### BRIEF
Output every line of the material below as a JSON array of strings, one string per line, with blank lines omitted.

### DATA SUPPLIED

● ● ● ● ●

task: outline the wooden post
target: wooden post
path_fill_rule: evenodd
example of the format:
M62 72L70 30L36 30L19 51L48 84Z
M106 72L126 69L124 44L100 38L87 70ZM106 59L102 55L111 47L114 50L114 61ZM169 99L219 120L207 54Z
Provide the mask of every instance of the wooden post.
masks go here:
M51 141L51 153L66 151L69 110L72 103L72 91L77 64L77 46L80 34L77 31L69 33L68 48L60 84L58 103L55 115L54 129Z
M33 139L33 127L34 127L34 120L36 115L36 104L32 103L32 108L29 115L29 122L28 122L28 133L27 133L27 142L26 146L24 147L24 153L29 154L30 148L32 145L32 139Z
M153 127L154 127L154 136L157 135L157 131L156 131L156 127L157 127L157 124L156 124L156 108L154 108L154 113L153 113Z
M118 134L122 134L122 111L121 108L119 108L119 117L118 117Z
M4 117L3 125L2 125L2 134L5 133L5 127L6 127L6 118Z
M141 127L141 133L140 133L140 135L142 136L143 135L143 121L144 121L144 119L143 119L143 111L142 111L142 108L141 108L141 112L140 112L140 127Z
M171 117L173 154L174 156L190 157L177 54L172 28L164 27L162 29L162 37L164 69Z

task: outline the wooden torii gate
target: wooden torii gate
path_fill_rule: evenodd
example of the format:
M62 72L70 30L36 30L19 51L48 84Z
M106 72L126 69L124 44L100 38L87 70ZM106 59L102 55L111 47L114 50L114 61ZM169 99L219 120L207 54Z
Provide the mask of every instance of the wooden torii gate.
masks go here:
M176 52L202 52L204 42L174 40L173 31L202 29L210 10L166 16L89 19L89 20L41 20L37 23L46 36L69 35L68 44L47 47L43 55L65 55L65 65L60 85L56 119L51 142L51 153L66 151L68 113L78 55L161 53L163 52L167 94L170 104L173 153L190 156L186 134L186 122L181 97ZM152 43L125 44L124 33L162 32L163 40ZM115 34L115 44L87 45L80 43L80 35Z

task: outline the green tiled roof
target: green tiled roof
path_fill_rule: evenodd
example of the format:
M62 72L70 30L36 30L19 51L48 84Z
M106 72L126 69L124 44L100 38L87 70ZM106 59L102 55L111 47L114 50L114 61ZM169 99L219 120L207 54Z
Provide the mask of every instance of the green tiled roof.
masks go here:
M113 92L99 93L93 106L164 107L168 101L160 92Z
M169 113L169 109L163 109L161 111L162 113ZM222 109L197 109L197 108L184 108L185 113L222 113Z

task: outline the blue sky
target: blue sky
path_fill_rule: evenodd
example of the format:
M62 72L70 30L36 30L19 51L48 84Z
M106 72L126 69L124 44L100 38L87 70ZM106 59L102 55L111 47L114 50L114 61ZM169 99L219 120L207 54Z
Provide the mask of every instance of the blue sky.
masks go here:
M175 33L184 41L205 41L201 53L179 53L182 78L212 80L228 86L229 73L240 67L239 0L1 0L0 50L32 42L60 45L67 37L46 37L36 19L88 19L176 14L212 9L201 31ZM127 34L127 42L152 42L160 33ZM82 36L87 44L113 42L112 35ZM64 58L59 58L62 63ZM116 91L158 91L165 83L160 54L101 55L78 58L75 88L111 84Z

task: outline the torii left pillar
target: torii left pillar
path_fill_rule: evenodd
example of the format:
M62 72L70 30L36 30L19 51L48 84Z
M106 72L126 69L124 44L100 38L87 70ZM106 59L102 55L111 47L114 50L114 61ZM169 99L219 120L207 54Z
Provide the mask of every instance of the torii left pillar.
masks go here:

● ● ● ● ●

### THE RESPONSE
[
  "task: outline the wooden post",
  "target: wooden post",
  "path_fill_rule: evenodd",
  "example of the format:",
  "M62 72L70 30L36 30L19 51L48 84Z",
  "M106 72L126 69L124 44L100 38L87 70ZM106 59L102 55L111 47L114 50L114 61ZM169 99L219 120L207 54Z",
  "Provide the mask of every instance of the wooden post.",
  "masks go here:",
  "M51 141L51 153L66 151L69 110L72 103L72 91L77 64L77 46L80 34L77 31L69 33L68 48L60 84L58 103L55 115L54 129Z",
  "M33 139L33 127L34 127L34 120L36 115L36 104L32 103L32 108L29 115L29 122L28 122L28 133L27 133L27 142L26 146L24 147L24 153L29 154L30 148L32 145L32 139Z",
  "M153 127L154 127L154 136L157 135L157 131L156 131L156 127L157 127L157 124L156 124L156 108L154 108L154 113L153 113Z",
  "M118 134L122 134L122 111L121 108L119 108L119 117L118 117Z",
  "M4 117L3 125L2 125L2 134L5 133L5 127L6 127L6 118Z",
  "M141 127L141 133L140 133L140 135L142 136L143 135L143 121L144 121L144 119L143 119L143 111L142 111L142 108L141 108L141 112L140 112L140 127Z",
  "M171 117L173 154L174 156L190 157L177 54L172 28L164 27L162 29L162 37L164 69Z",
  "task: outline the wooden torii gate",
  "target: wooden torii gate",
  "path_fill_rule: evenodd",
  "example of the format:",
  "M62 72L70 30L36 30L19 51L48 84Z",
  "M106 72L126 69L124 44L100 38L87 70ZM106 59L102 55L111 47L114 50L114 61ZM169 99L219 120L207 54Z",
  "Provide the mask of every instance of the wooden torii gate.",
  "masks go here:",
  "M176 52L202 52L204 42L174 40L173 31L202 29L210 10L166 16L89 19L89 20L41 20L37 23L46 36L69 35L68 44L47 47L43 55L65 55L65 65L60 85L56 119L51 142L51 153L66 151L68 113L78 55L161 53L163 52L167 94L170 104L173 153L190 156L186 134L186 122L181 97ZM152 43L125 44L124 33L162 32L163 40ZM115 34L115 44L87 45L80 43L80 35Z",
  "task: outline the green tiled roof",
  "target: green tiled roof",
  "path_fill_rule: evenodd",
  "example of the format:",
  "M62 72L70 30L36 30L19 51L48 84Z",
  "M106 72L126 69L124 44L100 38L87 70ZM106 59L102 55L111 47L114 50L114 61ZM169 99L219 120L207 54Z",
  "Provide the mask of every instance of the green tiled roof.",
  "masks go here:",
  "M113 92L99 93L93 106L164 107L168 101L160 92Z",
  "M169 113L169 109L163 109L161 111L162 113ZM222 109L197 109L197 108L184 108L185 113L222 113Z",
  "task: outline the blue sky",
  "target: blue sky",
  "path_fill_rule: evenodd",
  "example of the format:",
  "M62 72L70 30L36 30L19 51L48 84Z",
  "M106 72L126 69L124 44L100 38L87 70ZM106 59L102 55L111 47L114 50L114 61ZM169 99L219 120L207 54Z",
  "Provide the mask of every instance of the blue sky.",
  "masks go here:",
  "M175 33L184 41L205 41L201 53L179 53L182 78L212 80L228 86L229 73L240 67L239 0L1 0L0 50L32 42L60 45L67 37L46 37L36 19L88 19L176 14L212 9L201 31ZM127 34L127 42L152 42L160 33ZM82 36L87 44L113 42L112 35ZM64 58L59 58L62 63ZM116 91L158 91L165 83L160 54L101 55L78 58L75 88L111 84Z",
  "task: outline the torii left pillar",
  "target: torii left pillar",
  "path_fill_rule: evenodd",
  "example of the format:",
  "M62 72L70 30L36 30L19 51L48 84Z",
  "M106 72L126 69L124 44L100 38L87 70ZM106 59L102 55L111 47L114 50L114 61ZM169 99L219 120L207 54Z",
  "Provide the mask of every instance of the torii left pillar.",
  "masks go here:"
]